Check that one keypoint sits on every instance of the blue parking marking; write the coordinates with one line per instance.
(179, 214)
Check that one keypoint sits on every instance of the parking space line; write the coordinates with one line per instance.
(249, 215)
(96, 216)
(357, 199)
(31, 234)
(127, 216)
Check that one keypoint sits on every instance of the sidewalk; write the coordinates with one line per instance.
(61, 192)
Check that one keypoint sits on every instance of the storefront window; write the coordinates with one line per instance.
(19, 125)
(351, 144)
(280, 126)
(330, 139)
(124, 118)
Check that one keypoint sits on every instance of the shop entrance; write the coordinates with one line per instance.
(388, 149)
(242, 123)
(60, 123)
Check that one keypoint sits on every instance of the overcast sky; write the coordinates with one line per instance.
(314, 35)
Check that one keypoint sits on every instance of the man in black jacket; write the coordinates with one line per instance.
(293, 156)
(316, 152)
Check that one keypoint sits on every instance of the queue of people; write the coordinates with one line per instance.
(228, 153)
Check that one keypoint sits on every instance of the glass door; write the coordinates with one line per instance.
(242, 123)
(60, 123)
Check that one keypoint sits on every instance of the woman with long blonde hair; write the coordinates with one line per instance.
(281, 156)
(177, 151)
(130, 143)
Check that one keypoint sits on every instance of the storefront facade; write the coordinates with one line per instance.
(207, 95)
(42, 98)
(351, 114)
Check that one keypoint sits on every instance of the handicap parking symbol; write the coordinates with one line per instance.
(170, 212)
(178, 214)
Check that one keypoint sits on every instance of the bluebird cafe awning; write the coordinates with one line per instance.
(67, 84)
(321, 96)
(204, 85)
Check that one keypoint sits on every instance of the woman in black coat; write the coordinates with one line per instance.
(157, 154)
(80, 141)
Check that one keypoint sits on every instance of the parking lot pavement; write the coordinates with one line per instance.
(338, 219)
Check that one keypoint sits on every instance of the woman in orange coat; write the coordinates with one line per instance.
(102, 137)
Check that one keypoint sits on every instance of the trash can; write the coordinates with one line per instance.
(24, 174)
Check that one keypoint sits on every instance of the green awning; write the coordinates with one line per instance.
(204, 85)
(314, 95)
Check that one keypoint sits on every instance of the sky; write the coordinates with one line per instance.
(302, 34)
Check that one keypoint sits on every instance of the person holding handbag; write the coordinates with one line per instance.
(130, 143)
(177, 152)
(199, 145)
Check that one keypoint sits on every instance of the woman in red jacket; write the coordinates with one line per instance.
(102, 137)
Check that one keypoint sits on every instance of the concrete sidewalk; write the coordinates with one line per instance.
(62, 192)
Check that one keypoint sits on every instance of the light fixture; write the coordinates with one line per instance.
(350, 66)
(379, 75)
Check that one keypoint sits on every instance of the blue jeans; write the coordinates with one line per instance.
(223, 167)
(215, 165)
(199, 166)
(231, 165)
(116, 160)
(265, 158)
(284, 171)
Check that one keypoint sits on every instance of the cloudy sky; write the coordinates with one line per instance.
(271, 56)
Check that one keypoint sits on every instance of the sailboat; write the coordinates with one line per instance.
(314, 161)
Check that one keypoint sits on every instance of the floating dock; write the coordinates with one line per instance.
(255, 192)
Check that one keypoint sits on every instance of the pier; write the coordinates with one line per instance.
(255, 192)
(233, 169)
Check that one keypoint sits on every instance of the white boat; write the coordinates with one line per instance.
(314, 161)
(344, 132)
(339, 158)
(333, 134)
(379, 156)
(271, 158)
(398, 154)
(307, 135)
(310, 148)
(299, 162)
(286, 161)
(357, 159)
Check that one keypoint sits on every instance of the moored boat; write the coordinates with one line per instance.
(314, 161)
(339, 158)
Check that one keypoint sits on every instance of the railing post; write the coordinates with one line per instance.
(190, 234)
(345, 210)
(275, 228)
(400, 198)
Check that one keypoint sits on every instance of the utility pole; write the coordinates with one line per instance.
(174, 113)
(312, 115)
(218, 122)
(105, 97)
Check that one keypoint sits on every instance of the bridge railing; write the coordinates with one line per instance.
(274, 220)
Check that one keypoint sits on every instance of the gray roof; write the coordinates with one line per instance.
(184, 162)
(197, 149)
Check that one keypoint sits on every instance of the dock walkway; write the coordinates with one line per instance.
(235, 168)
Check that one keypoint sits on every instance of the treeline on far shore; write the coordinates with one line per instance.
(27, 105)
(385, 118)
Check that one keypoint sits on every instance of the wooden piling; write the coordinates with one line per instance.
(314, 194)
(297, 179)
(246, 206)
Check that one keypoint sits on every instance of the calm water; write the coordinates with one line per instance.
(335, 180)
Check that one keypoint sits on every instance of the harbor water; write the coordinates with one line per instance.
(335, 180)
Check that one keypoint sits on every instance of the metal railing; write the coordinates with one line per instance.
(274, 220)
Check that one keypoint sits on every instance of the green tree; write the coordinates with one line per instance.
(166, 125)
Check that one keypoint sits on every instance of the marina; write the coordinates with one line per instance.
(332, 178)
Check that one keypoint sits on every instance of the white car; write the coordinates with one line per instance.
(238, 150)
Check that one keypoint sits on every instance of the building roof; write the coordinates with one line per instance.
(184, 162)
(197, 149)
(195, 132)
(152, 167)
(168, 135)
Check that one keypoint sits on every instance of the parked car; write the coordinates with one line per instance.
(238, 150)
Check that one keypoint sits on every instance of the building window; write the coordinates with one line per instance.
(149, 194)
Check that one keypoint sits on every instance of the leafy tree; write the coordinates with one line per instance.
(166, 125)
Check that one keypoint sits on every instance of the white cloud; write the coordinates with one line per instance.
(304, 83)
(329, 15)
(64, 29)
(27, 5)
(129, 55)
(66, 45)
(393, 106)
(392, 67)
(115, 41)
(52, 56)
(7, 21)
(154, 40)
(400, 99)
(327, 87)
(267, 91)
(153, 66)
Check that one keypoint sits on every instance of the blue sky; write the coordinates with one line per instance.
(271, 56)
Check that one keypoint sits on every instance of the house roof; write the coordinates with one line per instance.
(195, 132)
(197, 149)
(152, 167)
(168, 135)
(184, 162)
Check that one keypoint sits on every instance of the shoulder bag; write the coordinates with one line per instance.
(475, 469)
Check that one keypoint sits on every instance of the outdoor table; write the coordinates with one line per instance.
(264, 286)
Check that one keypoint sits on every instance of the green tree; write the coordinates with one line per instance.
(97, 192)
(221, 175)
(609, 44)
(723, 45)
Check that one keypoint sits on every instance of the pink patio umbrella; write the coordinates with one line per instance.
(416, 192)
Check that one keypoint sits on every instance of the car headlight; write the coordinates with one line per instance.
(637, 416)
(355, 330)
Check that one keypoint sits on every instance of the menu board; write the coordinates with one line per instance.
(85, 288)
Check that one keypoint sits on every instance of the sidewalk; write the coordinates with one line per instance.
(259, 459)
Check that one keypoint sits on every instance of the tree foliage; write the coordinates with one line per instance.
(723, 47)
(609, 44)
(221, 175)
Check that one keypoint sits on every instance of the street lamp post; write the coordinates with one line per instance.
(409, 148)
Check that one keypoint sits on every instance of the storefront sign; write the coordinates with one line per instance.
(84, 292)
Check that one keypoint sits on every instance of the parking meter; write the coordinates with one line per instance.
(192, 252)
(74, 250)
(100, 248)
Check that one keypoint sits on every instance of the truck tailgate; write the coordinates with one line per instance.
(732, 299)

Exercise directions:
Reproduce the material above exactly; please quote every line of it.

Reply:
Check that one keypoint sits on every instance of the blue parking marking; write the coordinates with one line per instance.
(179, 214)
Check that one keypoint sits on every instance of the parking space line; write the coordinates with one line per instance.
(249, 215)
(96, 216)
(357, 199)
(31, 234)
(127, 216)
Check that one keypoint sits on every instance of the sidewalk; write the coordinates with one line per instance.
(61, 192)
Check that one keypoint sits on every instance of the storefront window; write the coordinates with one line per instance.
(19, 125)
(351, 144)
(280, 126)
(330, 139)
(124, 118)
Check that one keypoint sits on every instance of the shop entrance; write the coordinates with one line per instance.
(388, 149)
(242, 123)
(60, 123)
Check that one keypoint sits on every instance of the overcast sky; write the coordinates with one line per instance.
(314, 35)
Check that one keypoint sits on every instance of the man in black jacket; write the coordinates with one line per instance.
(293, 156)
(316, 152)
Check that one keypoint sits on every instance of the queue of people; write the coordinates with one line per instance.
(228, 153)
Check that one keypoint sits on every instance of the glass door; write the coordinates with one line per instance.
(242, 123)
(60, 123)
Check that one keypoint sits on every instance of the woman with long blonde hair; write the coordinates with one line per instance.
(281, 156)
(177, 151)
(130, 143)
Check that one keypoint sits on every instance of the storefront facade; write the coordinates with one line per instance.
(207, 95)
(42, 98)
(351, 114)
Check that one keypoint sits on every instance of the handicap parking symbol; write the coordinates with one line per instance.
(170, 212)
(178, 214)
Check that one keypoint sits on every instance of the bluebird cafe awning; write the coordinates with one line per instance.
(67, 84)
(321, 96)
(204, 85)
Check that one keypoint sits on every instance of the woman in black coat; write the coordinates with one line per instance.
(157, 154)
(80, 141)
Check that one keypoint sits on every instance of the parking lot pavement; write the coordinates with one line per instance.
(338, 219)
Check that one keypoint sits on every instance of the woman in orange coat; write the coordinates with one line per instance.
(102, 137)
Check that one keypoint sits on every instance of the trash can; write the coordinates with one line per instance.
(24, 174)
Check that one keypoint sits on every instance of the green awning; write the coordinates with one line per instance.
(204, 85)
(314, 95)
Check that one keypoint sits on every instance of the sky; write the coordinates with one line per instance.
(302, 34)
Check that one keypoint sits on every instance of the person holding handbag; write the coordinates with one line per instance.
(130, 143)
(177, 152)
(199, 145)
Check that one keypoint sits on every instance of the woman in red jacket; write the coordinates with one line per instance.
(102, 137)
Check that one keypoint sits on every instance of the concrete sidewalk; write the coordinates with one line per instance.
(62, 192)
Check that one keypoint sits on every instance of the light fixture; write the coordinates with one line per instance.
(350, 66)
(379, 75)
Check that one keypoint sits on every instance of the blue jeans; write the coordinates with one line per instance.
(223, 167)
(215, 165)
(199, 166)
(231, 165)
(116, 160)
(265, 158)
(284, 171)
Check that one keypoint sits on every instance of the cloudy sky; write the coordinates with one line per instance.
(271, 56)
Check that one keypoint sits on every instance of the sailboat; write the coordinates with one line per instance.
(314, 161)
Check that one keypoint sits on every instance of the floating dock; write the coordinates with one line per instance.
(255, 192)
Check that one keypoint sits on every instance of the pier; write the coordinates with one line per instance.
(255, 192)
(233, 169)
Check that one keypoint sits on every instance of the white boat; write the coordinates with one line per instance.
(314, 161)
(344, 132)
(339, 158)
(333, 134)
(379, 156)
(271, 158)
(398, 154)
(307, 135)
(310, 148)
(299, 162)
(286, 161)
(357, 159)
Check that one keypoint sits on every instance of the moored boat; write the coordinates with one line per instance.
(314, 161)
(339, 158)
Check that one keypoint sits on every instance of the railing post; write the coordinates with one line per instance.
(190, 234)
(345, 210)
(275, 228)
(400, 198)
Check that one keypoint sits on every instance of the utility pole; write the coordinates with one line per instance.
(174, 113)
(312, 115)
(218, 122)
(105, 97)
Check that one keypoint sits on every instance of the bridge railing; write the coordinates with one line per instance.
(274, 220)
Check that one keypoint sits on every instance of the gray roof; write the coordinates with one line per instance.
(184, 162)
(197, 149)
Check that one keypoint sits on every instance of the dock walkway; write the coordinates with one line per instance.
(235, 168)
Check that one keypoint sits on every instance of the treeline on far shore; write the coordinates with one line per instance.
(27, 105)
(385, 118)
Check that one keypoint sits on every instance of the wooden piling; write the coordinates with one line per instance.
(314, 194)
(297, 179)
(246, 206)
Check that one keypoint sits on every instance of the calm water; write the coordinates with one line per instance.
(335, 180)
Check that one keypoint sits on every instance of the harbor water; write the coordinates with one line per instance.
(335, 180)
Check that one keypoint sits on every instance of the metal railing; write the coordinates with one line per instance.
(274, 220)
Check that one keypoint sits on every instance of the green tree; write the coordinates with one line per instance.
(166, 125)
Check that one keypoint sits on every instance of the marina; write the coordinates with one line per instance.
(332, 178)
Check that one keypoint sits on every instance of the white car; write the coordinates with one line per instance.
(238, 150)
Check that one keypoint sits on every instance of the building roof; write the coordinates with one line per instance.
(184, 162)
(197, 149)
(195, 132)
(152, 167)
(168, 135)
Check that one keypoint sits on every instance of the parked car; write the coordinates with one line per instance.
(238, 150)
Check that one keypoint sits on every instance of the building window; write the coordinates with one line per instance.
(149, 194)
Check that one keypoint sits on every instance of the leafy tree; write the coordinates with one line per instance.
(166, 125)
Check that one keypoint sits on every instance of the white cloud; write the coordinates with one line per instance.
(304, 83)
(329, 15)
(64, 29)
(27, 5)
(129, 55)
(66, 45)
(393, 106)
(392, 67)
(115, 41)
(52, 56)
(7, 21)
(154, 40)
(400, 99)
(327, 87)
(267, 91)
(153, 66)
Check that one keypoint sits on every instance of the blue sky; write the coordinates with one line per instance.
(271, 56)
Check that one keypoint sits on every instance of the house roof; write the coordinates with one line per instance.
(195, 132)
(197, 149)
(152, 167)
(168, 135)
(184, 162)
Check that one keypoint sits on every instance of the shoulder bag; write the coordinates with one line per instance.
(475, 469)
Check that one keypoint sits on every instance of the outdoor table; write the coordinates with one line per instance.
(264, 286)
Check that one keypoint sits on every instance of the green tree; write the coordinates with one line per instance.
(97, 192)
(221, 175)
(609, 44)
(723, 45)
Check that one keypoint sits on every instance of the pink patio umbrella; write the coordinates with one line per instance.
(416, 192)
Check that one keypoint sits on every instance of the car headlight; write the coordinates with one line per instance.
(637, 416)
(355, 330)
Check that one keypoint sits on every instance of the menu board; write the coordinates with one line per instance.
(85, 288)
Check that one keypoint sits on every instance of the sidewalk; write the coordinates with one line per instance.
(259, 459)
Check that one keypoint sits on every instance of the tree foliage; write the coordinates with one line per instance.
(723, 47)
(609, 44)
(221, 175)
Check that one keypoint sits on every instance of the street lamp post; write the coordinates with one line per instance.
(409, 148)
Check that one keypoint sits on every instance of the storefront sign; write the coordinates with one line per instance.
(84, 292)
Check that one keypoint sits on every instance of the parking meter; write the coordinates with one line per instance.
(192, 252)
(74, 250)
(100, 248)
Check that one keypoint sits on every instance of the truck tailgate; write the coordinates with one line per instance.
(732, 299)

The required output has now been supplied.